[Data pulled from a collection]
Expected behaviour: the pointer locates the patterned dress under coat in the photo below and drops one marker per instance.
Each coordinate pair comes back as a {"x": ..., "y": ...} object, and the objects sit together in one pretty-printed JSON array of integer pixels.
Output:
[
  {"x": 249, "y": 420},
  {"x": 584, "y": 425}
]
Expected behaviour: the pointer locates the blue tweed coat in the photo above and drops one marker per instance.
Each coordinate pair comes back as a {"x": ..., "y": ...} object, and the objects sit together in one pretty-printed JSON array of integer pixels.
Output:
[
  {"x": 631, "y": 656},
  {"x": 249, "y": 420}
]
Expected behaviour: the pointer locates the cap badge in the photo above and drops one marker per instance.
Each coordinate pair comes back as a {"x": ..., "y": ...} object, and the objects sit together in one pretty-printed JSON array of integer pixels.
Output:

◆ Your goal: Convert every line of the records above into a Markdown table with the columns "No." and "Text", numbering the rows in order and leaving out blank lines.

◆ Solution for this problem:
| No. | Text |
|---|---|
| 1 | Expected behaviour: the pointer locates the patterned dress under coat in the photo below and drops one marker per instance. |
| 2 | Each coordinate pair comes back as a {"x": ..., "y": ...} object, and the objects sit together in one pretty-printed JSON array of integer pixels. |
| 3 | Output: |
| 4 | [ |
| 5 |   {"x": 249, "y": 420}, |
| 6 |   {"x": 584, "y": 425} |
| 7 | ] |
| 8 | Expected behaviour: the pointer locates the blue tweed coat in the photo above and drops one marker per instance. |
| 9 | Each coordinate pair comes back as a {"x": ..., "y": ...} object, and the objects sit together in one pretty-printed JSON array of integer pixels. |
| 10 | Output: |
| 11 | [ |
| 12 |   {"x": 631, "y": 656}, |
| 13 |   {"x": 249, "y": 420} |
| 14 | ] |
| 15 | Expected behaviour: the pointer locates the cap badge in the photo above and drops one marker per instance. |
| 16 | Each coordinate pair comes back as a {"x": ..., "y": ...} object, and the objects sit together in one pretty-printed JSON array of integer pixels. |
| 17 | Output: |